| SET OF TASKS |
A – From the article on the Medicare sequestration pause, output the passage starting with "National advocacy organizations" and going on through "email to HHCN.", word for word.
B – According to the article on the Medicare sequestration pause, about how much does Medicare spend per year on home health care?
C – Carry the article on the Medicare sequestration pause further, beginning after its last sentence.

| EXCERPTED TEXT |

________________________

National advocacy organizations such as PQHH and the National Association for Home Care & Hospice (NAHC) are waiting to see if Congress will consider yet another extension to the moratorium on Medicare sequestration.

Calvin McDaniel, director of governmental affairs for NAHC, described the pause as “incredibly beneficial.”

“Providers have been able to use the added flexibility to offset many COVID-related expenses, such as [personal protective equipment], added staffing, overtime and lost revenues,” McDaniel wrote in an email to HHCN.

Indeed, a continued pause on sequestration would help home health providers navigate rising labor and equipment costs, along with any future volume disruptions related to the COVID-19 pandemic. More generally, though, it would keep Medicare funding at a higher-than-normal level, which is important as more care shifts into the home.

“The pause has been extremely helpful and valuable for providers as they were trying to continue to provide care to patients,” Cunningham said.

The original purpose of the emergency sequestration pause was to enable home health providers to have the resources to provide care during the COVID-19 emergency while staying afloat financially.

Along with home health agencies, hospice operators, in particular, have benefited from the holiday. Edo Banach, president and CEO of the National Hospice & Palliative Care Organization (NHPCO), said the return could jeopardize end-of-life care in the U.S.

“Some providers have already reported having to turn away patients seeking hospice care, which means those patients are likely dying in hospitals, without hospice care, and with higher costs,” Banach told HHCN sister publication Hospice News. “Cuts to Medicare payments to hospice will make those problems worse — forcing more people to die in hospitals instead of at home, reducing access to care, and increasing costs.”

Broadly, Medicare spends about $18 billion per year on home health care. A full 2% cut with no relief in the second half of 2022 would mean there would be $180 million less in home health funding this year, with an estimated $360 million less each year after that, according to McDaniel.

“NAHC is pushing for further suspension of sequestration,” he added. “It is a top legislative priority for 2022. NAHC has been in strong opposition to sequestration from its inception, as it has always served as a penalty paid by providers for nothing that they’ve done wrong.”

Additional consequences

Small providers with relatively tight financial margins could feel the greatest impact from a 2% cut coming back. But the larger companies would likewise lose out on millions of dollars in reimbursement.

________________________

| INFORMATION SHOWN |
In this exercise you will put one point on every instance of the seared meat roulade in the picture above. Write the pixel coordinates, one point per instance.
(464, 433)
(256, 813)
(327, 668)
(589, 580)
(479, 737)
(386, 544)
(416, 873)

________________________

| RESULTS OF THE TASKS |
A –
National advocacy organizations such as PQHH and the National Association for Home Care & Hospice (NAHC) are waiting to see if Congress will consider yet another extension to the moratorium on Medicare sequestration.

Calvin McDaniel, director of governmental affairs for NAHC, described the pause as “incredibly beneficial.”

“Providers have been able to use the added flexibility to offset many COVID-related expenses, such as [personal protective equipment], added staffing, overtime and lost revenues,” McDaniel wrote in an email to HHCN.

B – About $18 billion.

C –
Executives from Encompass Health Corporation (NYSE: EHC) detailed what kind of financial hurdles the company will face once sequestration returns during an investor conference on Wednesday.

“We estimate that for our consolidated business, that’s about a $50 million year-over-year headwind,” CFO Doug Coltharp said.

Those added headwinds could lessen industry M&A activity and have other unintended consequences.

Seabrook said he expects both small and large providers to be significantly affected by sequestration’s return. But again, the providers — mostly smaller ones — who are “skating by financially” might have a difficult time staying afloat.

“Agencies that are struggling right now are going to be impacted the most,” he said. “For the agencies who are hanging by the skin of their teeth and struggling to keep up with demand because of cost increases and staffing challenges, this is almost a death by a thousand paper cuts. This could be the paper cut that really puts them in jeopardy.”

Cunningham agreed, saying agencies with fewer resources will have a difficult time managing as usual with their cost and payment structures.

“[PQHH] members tend to be the national companies that have a multi-state presence in the home health sector, but in my years representing the home health community, I do understand the unique challenges that smaller providers have,” she said. “Any kind of negative impact to their payment structure really causes a lot of havoc, and it’s hard to manage.”

Seabrook, who was in Washington, D.C., last week, doesn’t feel optimistic about another delay.

“Everything I’ve heard is that the legislation would have had to be in place right now to put it back,” he said. “The message I’m hearing is to be planning on this 1%, 2% schedule remaining as is.”